◆ Questions et consignes
1. D'après l'extrait, dans quelle région s'est produit le génocide de Khojaly ?
2. Relevez chaque ligne du listing contenant le mot « white », en tenant compte de la casse.

◆ Extrait
M. Ahmad Batebi (Interprétation):
    Tout d'abord, j'aimerais vous remercier de m'avoir donné l'occasion de témoigner.
    Ensuite, j'aimerais faire remarquer que toutes les activités de défense des droits de la personne auront un effet sur la situation en Iran. Ce pays réagit habituellement aux mesures prises à cet égard à l'étranger. Pendant mon incarcération, j'ai remarqué que je subissais beaucoup moins de pression de la part des gardes pendant les périodes où intervenait un groupe de défense des droits de la personne de l'extérieur de l'Iran.
    J'aimerais porter à votre attention trois facteurs qui, je crois, pourraient avoir une influence sur la situation en Iran. Il y a les conférences internationales sur les droits de la personne internationaux, au cours desquelles des représentants de l'Iran sont invités à exprimer leur point de vue. Elles auront un effet considérable. Il y a également le fait que des comités des Nations Unies se sont dit inquiets des violations des droits de la personne. Bien sûr, il faudrait également offrir du soutien aux activistes iraniens qui s'occupent des questions, sociales ou autres, qui ont un lien avec les droits de la personne.
    Je vous remercie beaucoup.

[Français]

    Monsieur Bigras, vous avez la parole.
    Merci beaucoup, monsieur le président.
    D'abord, bienvenue au sous-comité. Votre présence ici est particulière, surtout lorsqu'on considère que la Constitution iranienne est censée garantir un certain nombre de droits dont, entre autres, un droit linguistique et un droit culturel. Je pense que le combat que vous menez est non seulement le vôtre, mais aussi celui de toutes les minorités, qu'il s'agisse des Kurdes, des Baloutches ou des Arabes. Donc, votre combat est le combat de toutes ces minorités ethniques qui croient qu'il faut respecter les droits essentiels: le droit à une culture, à une éducation et à une langue maternelle propre.
    Dans votre déclaration, vous avez bien sûr utilisé le mot « assimilation », mais jusqu'à maintenant, je ne vous ai pas entendu parler de génocide. Pourtant, certains prétendent, entre autres, qu'il y en aurait eu, dans certaines provinces... J'ai lu le titre suivant quelque part: « Génocide des Azerbaïdjanais à Khodjali ».
    Estimez-vous que ce qui se produit actuellement dans certaines provinces peut constituer un génocide?
(1320)

[Traduction]

    Madame Zamani, je vous prie.
    Pourriez-vous répéter le nom?
    Khojaly.
    Khojaly, oui.
    Il y a la république d'Azerbaïdjan, où vivent huit millions d'habitants. C'est dans le Nord de l'Iran, comme l'indique la carte que je vous ai remise. Cependant, la majorité des autres Azerbaïdjanais vivent en Iran. Le génocide de Khojaly dont vous avez parlé s'est produit dans la région de Karabakh, en Azerbaïdjan.
    Pour ce qui est du génocide culturel, oui, vous avez raison. Ce qui s'est passé en Iran peut être qualifié de génocide culturel.

◆ Listing fourni
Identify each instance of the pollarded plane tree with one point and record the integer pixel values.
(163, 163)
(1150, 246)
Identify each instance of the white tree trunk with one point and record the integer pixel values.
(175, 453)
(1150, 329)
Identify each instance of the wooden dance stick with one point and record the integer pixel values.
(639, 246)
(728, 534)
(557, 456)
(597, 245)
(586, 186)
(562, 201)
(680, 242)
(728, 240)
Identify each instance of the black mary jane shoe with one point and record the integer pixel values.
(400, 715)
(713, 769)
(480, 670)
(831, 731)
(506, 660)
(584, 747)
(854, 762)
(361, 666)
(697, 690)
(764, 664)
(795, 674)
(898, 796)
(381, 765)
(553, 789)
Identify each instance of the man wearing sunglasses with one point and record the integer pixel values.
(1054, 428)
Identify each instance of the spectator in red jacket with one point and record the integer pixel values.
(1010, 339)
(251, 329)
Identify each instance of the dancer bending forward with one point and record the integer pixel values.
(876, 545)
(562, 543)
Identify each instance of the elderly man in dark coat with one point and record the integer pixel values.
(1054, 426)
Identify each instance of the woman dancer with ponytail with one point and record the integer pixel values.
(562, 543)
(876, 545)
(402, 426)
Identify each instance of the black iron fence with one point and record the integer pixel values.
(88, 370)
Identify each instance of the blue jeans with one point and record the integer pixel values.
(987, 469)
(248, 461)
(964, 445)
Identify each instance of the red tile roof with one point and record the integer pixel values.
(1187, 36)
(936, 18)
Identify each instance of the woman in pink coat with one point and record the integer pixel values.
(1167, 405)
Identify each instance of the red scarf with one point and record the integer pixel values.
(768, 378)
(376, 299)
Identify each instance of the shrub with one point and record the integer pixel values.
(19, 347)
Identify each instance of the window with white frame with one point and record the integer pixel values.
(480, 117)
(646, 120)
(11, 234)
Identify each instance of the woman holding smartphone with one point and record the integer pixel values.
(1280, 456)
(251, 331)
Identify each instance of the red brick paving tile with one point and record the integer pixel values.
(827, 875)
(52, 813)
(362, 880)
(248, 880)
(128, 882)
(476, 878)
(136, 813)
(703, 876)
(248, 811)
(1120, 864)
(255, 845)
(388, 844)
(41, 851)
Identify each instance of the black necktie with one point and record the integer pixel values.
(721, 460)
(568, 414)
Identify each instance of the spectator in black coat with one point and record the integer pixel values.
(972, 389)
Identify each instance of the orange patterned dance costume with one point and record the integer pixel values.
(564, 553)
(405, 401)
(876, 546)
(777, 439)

...

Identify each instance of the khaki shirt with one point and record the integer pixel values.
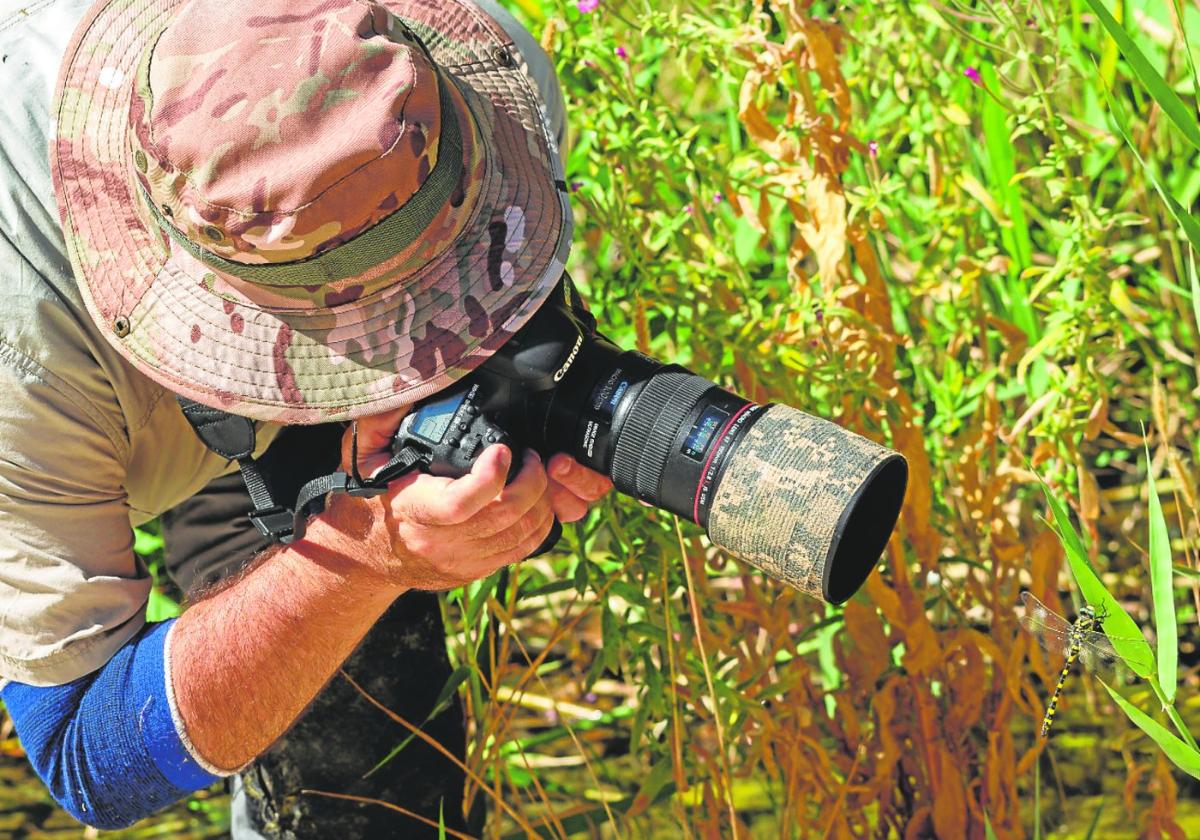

--

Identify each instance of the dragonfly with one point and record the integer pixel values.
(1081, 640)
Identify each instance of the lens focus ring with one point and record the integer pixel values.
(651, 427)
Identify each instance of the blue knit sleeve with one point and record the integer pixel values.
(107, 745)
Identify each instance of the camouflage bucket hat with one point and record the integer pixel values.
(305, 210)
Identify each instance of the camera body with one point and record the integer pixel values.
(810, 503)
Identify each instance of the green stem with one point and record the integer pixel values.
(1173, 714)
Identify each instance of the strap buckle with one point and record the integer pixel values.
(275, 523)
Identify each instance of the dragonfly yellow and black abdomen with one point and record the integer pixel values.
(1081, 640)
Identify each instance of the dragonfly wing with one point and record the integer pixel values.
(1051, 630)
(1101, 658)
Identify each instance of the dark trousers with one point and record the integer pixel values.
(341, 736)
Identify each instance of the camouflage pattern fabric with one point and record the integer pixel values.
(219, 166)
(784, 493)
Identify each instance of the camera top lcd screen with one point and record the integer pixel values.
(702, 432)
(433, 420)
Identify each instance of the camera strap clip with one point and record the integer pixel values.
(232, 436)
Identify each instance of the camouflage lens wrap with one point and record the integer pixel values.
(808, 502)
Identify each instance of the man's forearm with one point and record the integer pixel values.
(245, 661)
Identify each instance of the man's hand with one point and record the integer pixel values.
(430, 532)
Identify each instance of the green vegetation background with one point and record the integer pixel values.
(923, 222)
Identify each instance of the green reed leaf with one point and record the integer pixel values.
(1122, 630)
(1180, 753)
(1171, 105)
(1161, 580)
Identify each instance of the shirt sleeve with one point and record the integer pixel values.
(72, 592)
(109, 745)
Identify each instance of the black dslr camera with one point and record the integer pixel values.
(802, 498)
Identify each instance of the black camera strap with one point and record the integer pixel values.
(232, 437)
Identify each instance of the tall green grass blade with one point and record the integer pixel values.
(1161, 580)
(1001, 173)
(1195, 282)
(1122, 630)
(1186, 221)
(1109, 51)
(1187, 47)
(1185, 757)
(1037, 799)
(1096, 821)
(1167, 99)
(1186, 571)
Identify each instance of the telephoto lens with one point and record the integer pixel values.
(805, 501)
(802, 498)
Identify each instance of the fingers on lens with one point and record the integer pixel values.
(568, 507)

◆ Réponses
1. Dans la région de Karabakh, en Azerbaïdjan.

2.
Identify each instance of the white tree trunk with one point and record the integer pixel values.
Identify each instance of the window with white frame with one point and record the integer pixel values.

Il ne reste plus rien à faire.